## begin Records shown

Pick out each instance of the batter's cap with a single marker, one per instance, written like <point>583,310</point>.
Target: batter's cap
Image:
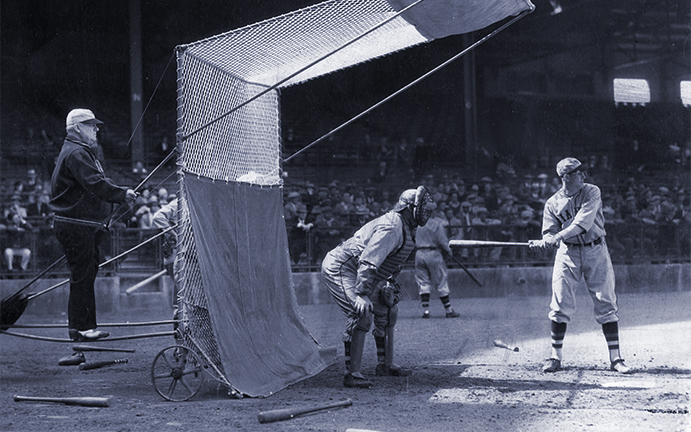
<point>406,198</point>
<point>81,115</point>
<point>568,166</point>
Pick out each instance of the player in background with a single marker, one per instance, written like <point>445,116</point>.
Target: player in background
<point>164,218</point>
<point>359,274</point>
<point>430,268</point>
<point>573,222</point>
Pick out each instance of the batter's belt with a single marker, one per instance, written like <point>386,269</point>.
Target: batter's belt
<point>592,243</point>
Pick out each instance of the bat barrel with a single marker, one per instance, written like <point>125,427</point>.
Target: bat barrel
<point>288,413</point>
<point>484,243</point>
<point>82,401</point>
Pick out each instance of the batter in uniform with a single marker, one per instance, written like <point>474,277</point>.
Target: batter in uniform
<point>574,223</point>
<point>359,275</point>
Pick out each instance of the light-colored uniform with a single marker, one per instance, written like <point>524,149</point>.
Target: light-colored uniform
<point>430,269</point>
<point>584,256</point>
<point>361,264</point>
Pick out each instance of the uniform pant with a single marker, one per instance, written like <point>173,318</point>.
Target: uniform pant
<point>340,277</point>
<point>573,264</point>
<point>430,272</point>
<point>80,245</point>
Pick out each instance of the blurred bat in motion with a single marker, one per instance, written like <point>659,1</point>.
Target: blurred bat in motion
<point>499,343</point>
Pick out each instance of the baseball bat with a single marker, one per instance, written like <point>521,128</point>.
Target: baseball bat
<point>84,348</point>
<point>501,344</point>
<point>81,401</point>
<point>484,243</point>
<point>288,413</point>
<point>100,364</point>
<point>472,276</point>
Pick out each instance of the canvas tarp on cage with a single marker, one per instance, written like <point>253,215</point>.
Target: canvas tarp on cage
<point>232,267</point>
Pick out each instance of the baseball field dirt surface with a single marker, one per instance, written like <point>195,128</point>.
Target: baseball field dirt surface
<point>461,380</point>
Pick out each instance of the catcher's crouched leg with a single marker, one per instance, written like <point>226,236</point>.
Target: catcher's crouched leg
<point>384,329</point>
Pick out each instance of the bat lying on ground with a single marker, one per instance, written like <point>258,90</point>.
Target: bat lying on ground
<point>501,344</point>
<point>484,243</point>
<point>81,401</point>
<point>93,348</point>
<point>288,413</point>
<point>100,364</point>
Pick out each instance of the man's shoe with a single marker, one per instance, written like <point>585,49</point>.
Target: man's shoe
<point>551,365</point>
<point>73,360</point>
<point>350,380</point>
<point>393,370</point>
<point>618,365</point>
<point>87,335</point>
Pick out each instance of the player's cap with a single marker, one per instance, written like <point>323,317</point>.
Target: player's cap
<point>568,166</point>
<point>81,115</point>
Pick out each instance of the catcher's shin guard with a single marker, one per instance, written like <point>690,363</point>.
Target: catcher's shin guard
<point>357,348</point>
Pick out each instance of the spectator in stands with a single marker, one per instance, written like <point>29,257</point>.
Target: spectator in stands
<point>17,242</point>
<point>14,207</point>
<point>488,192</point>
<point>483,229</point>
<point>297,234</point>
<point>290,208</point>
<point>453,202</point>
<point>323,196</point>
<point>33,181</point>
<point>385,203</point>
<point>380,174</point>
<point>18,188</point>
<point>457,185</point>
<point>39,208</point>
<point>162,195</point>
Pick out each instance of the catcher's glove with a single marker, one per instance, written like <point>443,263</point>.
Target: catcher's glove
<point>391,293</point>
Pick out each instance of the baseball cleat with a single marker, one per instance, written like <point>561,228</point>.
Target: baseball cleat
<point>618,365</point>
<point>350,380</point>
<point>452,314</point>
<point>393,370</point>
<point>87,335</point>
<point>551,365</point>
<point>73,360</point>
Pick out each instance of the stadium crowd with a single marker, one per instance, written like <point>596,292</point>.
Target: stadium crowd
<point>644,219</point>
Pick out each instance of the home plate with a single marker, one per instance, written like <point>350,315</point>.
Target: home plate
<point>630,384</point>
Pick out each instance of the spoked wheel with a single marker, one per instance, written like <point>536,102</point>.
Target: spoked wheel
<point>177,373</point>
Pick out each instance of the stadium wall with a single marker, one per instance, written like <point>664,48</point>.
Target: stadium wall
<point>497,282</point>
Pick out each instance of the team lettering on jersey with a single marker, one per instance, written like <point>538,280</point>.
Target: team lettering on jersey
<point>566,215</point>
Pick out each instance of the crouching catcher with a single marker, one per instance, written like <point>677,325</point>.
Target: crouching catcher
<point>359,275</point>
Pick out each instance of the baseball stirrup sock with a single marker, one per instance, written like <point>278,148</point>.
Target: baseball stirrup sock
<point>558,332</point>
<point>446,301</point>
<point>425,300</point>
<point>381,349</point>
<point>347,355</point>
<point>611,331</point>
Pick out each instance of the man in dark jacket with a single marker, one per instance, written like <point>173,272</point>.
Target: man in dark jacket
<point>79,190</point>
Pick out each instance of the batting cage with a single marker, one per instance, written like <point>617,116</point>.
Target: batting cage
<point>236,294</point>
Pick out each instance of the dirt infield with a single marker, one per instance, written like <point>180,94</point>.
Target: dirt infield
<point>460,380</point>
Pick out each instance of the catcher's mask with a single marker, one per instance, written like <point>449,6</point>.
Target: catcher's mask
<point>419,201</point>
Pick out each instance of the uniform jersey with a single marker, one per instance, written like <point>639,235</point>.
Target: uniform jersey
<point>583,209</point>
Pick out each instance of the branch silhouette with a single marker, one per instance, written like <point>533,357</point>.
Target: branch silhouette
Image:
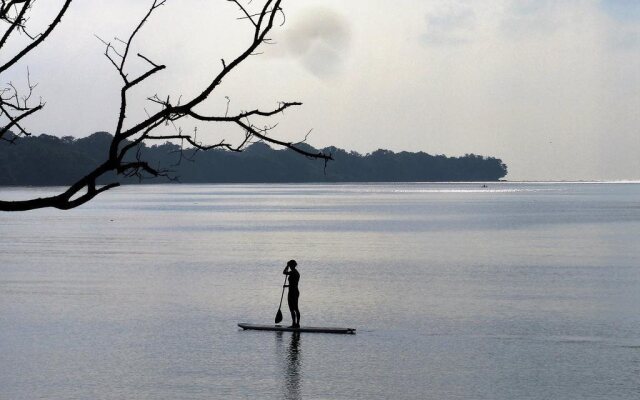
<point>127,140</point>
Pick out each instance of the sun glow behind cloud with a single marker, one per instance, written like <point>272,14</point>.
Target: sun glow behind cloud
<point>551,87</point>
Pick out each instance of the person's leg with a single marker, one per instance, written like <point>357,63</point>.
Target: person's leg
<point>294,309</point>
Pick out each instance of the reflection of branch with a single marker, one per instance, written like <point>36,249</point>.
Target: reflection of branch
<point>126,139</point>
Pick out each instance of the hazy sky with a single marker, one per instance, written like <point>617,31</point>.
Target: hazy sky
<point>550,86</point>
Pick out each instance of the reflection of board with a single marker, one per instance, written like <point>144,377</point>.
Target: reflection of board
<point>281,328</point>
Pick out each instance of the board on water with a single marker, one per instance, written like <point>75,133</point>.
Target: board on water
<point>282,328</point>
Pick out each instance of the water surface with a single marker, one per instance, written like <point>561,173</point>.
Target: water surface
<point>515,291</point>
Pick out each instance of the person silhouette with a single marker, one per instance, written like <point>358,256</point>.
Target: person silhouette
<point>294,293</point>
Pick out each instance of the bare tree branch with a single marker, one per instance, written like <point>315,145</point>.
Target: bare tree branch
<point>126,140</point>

## end Records shown
## begin Records shown

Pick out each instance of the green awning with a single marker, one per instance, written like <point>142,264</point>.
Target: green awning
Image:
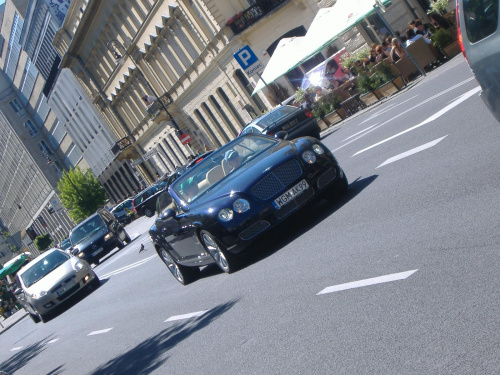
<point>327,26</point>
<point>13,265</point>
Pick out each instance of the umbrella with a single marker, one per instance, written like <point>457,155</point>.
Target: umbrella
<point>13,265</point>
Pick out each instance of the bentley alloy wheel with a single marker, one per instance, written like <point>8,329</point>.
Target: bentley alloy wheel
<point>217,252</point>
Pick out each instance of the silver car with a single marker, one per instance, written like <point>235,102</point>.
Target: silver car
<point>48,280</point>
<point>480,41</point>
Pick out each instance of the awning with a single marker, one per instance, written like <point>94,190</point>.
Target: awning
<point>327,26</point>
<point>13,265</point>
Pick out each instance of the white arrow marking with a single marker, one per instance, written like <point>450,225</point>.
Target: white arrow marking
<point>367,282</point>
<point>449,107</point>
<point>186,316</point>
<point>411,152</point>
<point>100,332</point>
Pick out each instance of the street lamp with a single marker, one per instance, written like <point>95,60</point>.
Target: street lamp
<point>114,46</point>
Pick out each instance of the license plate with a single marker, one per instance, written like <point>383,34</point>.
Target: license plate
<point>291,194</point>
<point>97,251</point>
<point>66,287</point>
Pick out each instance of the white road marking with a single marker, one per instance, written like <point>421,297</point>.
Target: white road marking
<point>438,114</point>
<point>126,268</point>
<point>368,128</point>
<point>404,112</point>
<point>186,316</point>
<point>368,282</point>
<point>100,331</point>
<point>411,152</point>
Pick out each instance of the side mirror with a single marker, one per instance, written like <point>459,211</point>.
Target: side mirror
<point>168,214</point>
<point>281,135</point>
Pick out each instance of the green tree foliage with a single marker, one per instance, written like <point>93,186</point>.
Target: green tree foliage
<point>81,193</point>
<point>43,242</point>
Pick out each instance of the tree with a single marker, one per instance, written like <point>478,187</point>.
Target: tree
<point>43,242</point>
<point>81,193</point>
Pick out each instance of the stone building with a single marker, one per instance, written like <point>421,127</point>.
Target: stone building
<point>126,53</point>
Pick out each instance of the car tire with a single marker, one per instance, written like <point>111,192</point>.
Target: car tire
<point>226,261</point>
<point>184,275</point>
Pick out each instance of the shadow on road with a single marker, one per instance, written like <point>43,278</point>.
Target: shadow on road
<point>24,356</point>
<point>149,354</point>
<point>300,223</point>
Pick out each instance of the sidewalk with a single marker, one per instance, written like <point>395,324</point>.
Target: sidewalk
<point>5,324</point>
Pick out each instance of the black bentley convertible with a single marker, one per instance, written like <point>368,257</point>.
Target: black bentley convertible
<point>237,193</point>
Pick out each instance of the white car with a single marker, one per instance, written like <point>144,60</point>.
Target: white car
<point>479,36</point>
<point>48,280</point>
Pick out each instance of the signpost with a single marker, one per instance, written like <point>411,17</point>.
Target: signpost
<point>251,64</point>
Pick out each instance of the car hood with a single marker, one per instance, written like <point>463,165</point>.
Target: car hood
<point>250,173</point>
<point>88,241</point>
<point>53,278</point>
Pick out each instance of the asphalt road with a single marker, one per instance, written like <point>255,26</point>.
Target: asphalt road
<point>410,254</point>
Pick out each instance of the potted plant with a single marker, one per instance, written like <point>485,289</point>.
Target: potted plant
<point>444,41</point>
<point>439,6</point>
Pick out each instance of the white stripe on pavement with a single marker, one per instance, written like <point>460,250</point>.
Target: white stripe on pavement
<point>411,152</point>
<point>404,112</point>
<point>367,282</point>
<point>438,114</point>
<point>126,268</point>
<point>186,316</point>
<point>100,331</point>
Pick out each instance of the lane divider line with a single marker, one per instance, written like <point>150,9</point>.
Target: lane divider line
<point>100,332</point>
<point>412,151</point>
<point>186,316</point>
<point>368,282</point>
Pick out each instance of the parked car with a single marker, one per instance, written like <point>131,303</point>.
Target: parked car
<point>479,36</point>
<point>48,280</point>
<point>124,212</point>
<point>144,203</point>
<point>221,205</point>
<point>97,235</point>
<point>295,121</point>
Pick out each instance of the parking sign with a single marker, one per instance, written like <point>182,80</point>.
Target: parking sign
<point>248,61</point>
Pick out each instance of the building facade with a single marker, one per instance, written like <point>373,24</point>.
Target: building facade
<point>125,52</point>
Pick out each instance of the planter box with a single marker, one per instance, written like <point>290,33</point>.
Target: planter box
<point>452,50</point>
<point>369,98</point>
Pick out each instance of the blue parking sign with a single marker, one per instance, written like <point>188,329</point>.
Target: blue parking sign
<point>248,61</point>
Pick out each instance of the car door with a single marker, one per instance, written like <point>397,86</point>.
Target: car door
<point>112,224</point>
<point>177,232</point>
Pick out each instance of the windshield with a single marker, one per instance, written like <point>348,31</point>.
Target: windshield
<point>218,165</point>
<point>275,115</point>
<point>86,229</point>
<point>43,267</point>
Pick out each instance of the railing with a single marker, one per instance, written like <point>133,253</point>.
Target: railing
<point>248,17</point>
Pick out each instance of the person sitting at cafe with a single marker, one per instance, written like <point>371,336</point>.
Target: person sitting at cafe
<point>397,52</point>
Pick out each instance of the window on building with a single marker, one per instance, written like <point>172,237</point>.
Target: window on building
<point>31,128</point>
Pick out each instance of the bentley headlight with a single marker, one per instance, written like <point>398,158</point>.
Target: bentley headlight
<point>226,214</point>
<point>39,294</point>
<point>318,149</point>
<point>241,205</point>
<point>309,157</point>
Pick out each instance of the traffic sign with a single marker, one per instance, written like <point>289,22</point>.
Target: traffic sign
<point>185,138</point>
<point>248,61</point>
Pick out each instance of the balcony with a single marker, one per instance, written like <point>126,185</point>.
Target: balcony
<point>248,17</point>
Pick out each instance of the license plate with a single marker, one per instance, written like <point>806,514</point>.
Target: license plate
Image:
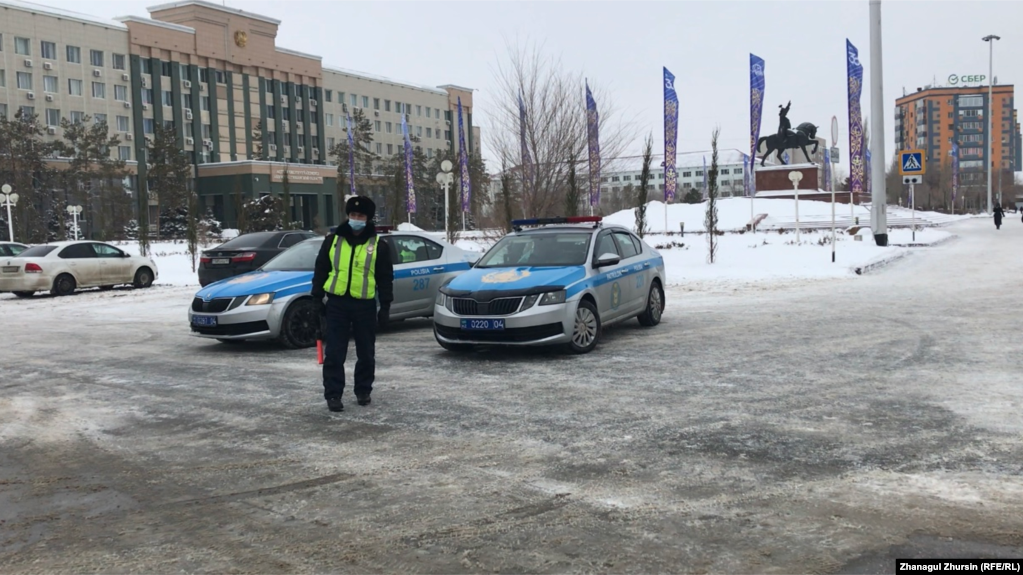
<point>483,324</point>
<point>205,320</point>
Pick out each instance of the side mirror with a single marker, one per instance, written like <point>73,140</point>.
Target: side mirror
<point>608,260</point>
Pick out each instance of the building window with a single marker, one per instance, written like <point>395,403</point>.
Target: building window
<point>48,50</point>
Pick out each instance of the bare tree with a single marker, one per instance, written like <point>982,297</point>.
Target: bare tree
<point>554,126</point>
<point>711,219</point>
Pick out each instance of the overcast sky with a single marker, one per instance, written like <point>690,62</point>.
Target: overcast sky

## end Records shown
## begin Records shown

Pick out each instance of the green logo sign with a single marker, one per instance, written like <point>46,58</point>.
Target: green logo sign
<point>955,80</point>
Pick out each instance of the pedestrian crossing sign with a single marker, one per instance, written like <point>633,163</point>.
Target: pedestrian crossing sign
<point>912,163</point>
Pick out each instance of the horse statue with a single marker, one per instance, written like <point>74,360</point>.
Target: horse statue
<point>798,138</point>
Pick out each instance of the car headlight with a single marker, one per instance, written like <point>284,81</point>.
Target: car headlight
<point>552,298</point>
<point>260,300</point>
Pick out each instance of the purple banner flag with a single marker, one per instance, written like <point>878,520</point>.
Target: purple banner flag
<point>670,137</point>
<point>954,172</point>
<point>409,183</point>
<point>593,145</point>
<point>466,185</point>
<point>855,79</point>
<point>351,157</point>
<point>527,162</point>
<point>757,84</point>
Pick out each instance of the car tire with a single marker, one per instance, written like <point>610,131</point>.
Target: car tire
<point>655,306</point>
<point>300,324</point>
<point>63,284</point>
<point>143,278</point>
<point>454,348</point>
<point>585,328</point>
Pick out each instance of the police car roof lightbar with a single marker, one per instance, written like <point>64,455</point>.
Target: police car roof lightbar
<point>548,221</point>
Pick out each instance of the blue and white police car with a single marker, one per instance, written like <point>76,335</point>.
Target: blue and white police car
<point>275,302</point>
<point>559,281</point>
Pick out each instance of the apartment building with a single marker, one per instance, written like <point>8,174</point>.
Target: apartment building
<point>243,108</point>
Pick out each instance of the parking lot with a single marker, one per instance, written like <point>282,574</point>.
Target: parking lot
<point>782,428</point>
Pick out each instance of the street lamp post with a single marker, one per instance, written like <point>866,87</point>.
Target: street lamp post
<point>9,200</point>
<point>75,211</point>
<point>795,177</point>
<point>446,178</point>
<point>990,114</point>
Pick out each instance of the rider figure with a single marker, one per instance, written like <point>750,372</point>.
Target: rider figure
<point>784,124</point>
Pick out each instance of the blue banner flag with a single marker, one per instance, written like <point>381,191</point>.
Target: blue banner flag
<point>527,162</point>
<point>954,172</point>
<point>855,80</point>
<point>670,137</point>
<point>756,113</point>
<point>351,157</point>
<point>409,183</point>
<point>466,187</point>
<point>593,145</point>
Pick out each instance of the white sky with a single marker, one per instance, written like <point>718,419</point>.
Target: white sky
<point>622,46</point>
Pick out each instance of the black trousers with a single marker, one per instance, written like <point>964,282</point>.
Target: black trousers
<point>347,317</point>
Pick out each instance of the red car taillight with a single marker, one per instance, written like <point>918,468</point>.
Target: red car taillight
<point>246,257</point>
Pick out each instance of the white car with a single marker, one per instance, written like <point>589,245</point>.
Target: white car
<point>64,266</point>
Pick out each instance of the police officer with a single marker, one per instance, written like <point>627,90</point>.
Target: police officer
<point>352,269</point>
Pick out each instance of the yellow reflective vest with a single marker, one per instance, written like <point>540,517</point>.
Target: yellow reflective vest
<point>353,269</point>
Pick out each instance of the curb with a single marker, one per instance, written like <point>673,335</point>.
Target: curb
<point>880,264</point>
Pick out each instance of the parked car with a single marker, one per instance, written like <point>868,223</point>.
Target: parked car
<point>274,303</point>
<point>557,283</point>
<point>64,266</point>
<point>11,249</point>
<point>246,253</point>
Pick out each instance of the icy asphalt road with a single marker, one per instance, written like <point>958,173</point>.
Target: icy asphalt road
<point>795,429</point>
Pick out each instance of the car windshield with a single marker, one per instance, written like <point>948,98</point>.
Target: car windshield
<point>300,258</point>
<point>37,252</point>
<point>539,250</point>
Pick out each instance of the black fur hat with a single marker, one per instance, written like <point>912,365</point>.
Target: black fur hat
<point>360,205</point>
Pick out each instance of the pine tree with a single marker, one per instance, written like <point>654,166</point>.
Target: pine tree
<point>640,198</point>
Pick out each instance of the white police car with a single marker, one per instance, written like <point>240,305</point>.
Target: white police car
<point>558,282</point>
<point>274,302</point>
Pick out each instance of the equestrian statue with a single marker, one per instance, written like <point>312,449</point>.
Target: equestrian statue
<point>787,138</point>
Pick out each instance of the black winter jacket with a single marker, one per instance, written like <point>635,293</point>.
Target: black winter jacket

## end Records shown

Please copy out the listing starting with the line that contains "Pick out each instance of the silver" and going on through the line that contains "<point>480,41</point>", both of those lines included.

* **Exercise result**:
Pick out each instance of the silver car with a single marker, one per instance, written like <point>235,102</point>.
Target: silver car
<point>48,280</point>
<point>480,41</point>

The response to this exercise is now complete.